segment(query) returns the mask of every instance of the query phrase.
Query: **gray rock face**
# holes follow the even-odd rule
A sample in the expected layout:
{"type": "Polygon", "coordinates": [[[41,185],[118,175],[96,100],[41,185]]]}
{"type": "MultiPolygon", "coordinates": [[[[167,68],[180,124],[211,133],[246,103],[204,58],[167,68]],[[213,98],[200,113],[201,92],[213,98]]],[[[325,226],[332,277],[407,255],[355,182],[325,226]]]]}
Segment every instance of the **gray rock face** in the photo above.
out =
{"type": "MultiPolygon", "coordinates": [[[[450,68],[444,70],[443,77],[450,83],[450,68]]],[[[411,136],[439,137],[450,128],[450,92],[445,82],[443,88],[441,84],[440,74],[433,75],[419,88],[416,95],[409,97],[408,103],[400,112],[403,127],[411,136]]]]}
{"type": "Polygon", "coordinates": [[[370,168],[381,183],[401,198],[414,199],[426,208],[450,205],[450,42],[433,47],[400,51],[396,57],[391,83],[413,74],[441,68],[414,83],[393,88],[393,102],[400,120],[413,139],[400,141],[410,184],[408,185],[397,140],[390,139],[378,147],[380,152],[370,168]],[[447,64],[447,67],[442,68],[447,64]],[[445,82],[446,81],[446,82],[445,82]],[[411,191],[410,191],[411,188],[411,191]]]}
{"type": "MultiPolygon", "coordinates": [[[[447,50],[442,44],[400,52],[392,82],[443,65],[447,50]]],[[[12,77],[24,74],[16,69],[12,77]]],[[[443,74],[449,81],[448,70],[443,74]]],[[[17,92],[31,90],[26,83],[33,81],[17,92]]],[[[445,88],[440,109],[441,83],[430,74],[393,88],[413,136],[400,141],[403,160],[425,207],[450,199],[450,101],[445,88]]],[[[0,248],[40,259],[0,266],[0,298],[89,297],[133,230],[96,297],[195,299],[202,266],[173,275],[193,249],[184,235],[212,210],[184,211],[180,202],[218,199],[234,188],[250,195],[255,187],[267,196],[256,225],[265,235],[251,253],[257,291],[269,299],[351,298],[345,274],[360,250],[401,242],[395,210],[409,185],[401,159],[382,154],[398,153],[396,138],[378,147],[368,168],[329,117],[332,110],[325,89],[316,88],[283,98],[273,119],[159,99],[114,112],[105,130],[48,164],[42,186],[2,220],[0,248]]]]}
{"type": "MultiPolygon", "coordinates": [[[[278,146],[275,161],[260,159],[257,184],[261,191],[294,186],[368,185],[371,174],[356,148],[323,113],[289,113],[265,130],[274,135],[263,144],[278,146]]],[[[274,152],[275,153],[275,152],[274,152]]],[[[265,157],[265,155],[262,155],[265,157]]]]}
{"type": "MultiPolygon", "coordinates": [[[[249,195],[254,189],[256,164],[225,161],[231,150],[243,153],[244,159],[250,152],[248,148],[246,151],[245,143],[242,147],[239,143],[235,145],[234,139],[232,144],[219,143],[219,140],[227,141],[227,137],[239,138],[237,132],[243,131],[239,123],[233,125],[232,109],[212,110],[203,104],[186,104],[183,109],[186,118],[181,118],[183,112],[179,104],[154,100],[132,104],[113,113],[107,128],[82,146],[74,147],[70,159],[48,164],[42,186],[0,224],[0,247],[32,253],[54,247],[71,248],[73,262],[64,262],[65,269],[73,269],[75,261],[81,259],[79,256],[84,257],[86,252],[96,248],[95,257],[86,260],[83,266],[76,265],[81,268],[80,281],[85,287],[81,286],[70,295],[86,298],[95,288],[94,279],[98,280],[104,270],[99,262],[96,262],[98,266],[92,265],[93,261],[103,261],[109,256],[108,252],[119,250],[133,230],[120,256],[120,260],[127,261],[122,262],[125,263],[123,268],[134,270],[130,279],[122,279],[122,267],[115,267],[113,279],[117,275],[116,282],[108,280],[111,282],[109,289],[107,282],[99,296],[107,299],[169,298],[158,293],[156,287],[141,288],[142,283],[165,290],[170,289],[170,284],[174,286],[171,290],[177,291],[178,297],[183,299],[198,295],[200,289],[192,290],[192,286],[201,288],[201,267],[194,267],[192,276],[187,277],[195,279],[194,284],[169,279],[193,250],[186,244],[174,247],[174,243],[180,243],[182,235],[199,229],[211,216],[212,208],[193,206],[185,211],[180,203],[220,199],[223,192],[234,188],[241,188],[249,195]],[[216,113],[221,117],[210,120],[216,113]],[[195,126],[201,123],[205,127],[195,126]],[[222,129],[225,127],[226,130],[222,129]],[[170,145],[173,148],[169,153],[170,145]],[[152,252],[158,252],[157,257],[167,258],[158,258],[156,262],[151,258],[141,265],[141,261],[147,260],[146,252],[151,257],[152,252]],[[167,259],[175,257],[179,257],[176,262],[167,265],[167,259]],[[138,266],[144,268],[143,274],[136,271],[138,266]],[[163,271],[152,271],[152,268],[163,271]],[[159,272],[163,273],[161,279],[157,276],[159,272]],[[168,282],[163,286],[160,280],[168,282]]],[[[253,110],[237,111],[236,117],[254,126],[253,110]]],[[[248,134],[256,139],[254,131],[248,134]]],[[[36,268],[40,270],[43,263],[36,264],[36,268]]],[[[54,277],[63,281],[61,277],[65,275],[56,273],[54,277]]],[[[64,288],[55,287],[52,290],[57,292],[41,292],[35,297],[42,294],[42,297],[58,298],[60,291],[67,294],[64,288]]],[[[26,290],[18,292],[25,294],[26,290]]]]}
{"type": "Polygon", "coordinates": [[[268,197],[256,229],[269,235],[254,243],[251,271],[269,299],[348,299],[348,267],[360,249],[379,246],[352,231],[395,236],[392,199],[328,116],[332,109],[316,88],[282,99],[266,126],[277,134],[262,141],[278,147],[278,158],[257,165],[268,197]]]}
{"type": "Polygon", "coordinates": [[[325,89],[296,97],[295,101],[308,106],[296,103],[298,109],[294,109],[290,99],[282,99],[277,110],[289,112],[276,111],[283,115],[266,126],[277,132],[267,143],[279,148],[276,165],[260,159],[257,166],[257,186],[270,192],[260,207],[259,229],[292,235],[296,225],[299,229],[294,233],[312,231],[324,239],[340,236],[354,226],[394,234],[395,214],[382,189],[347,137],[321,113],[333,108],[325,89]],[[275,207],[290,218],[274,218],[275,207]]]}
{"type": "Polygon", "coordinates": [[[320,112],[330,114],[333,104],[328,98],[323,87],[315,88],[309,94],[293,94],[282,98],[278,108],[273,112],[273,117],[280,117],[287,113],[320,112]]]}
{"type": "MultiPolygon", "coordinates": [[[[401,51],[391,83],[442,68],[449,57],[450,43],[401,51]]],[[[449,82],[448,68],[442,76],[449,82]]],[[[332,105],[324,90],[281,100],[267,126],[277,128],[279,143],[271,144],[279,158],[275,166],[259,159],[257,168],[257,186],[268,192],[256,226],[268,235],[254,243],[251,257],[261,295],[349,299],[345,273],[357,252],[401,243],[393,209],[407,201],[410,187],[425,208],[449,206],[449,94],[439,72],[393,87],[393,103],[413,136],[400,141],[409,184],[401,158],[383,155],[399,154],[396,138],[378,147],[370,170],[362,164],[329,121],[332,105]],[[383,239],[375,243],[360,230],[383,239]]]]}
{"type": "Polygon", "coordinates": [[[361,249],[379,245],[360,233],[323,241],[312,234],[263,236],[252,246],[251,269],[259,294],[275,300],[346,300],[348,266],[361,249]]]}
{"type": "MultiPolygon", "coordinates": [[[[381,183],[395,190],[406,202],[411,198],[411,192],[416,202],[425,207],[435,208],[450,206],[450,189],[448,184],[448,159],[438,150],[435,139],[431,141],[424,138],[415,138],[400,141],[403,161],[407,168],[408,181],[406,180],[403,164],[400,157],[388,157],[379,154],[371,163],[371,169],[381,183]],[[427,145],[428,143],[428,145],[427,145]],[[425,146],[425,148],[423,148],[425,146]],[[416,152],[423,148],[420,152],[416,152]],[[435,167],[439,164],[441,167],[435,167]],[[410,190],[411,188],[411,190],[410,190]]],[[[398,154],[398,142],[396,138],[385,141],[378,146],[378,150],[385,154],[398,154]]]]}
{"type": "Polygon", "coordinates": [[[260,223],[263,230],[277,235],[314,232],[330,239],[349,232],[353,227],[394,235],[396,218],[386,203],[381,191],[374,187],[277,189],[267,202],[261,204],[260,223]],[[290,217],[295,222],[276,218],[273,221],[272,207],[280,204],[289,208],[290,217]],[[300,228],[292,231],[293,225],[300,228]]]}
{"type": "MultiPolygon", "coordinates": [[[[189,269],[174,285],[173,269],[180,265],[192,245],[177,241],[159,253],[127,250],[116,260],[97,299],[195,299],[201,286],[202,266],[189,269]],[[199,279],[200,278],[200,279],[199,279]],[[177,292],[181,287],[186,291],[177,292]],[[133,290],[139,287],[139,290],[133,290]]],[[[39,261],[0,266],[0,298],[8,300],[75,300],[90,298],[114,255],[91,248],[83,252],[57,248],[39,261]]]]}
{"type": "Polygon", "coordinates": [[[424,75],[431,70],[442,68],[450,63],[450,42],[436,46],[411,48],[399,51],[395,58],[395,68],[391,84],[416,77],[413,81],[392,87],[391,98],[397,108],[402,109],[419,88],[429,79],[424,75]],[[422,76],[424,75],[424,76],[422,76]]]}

++++++++++

PROBLEM DESCRIPTION ▸
Copy exactly the stretch of data above from the line with "# holes follow the even-odd rule" through the line with "Segment every instance", and omit all other lines.

ANSWER AREA ▸
# holes follow the even-odd rule
A sample in the expected layout:
{"type": "Polygon", "coordinates": [[[41,185],[118,175],[96,100],[41,185]]]}
{"type": "MultiPolygon", "coordinates": [[[[167,68],[180,124],[211,133],[246,103],[204,58],[167,68]],[[213,98],[200,113],[201,92],[213,98]]],[[[325,226],[332,277],[407,255],[355,182],[325,226]]]]}
Segment every instance of the **gray rock face** in the photo above.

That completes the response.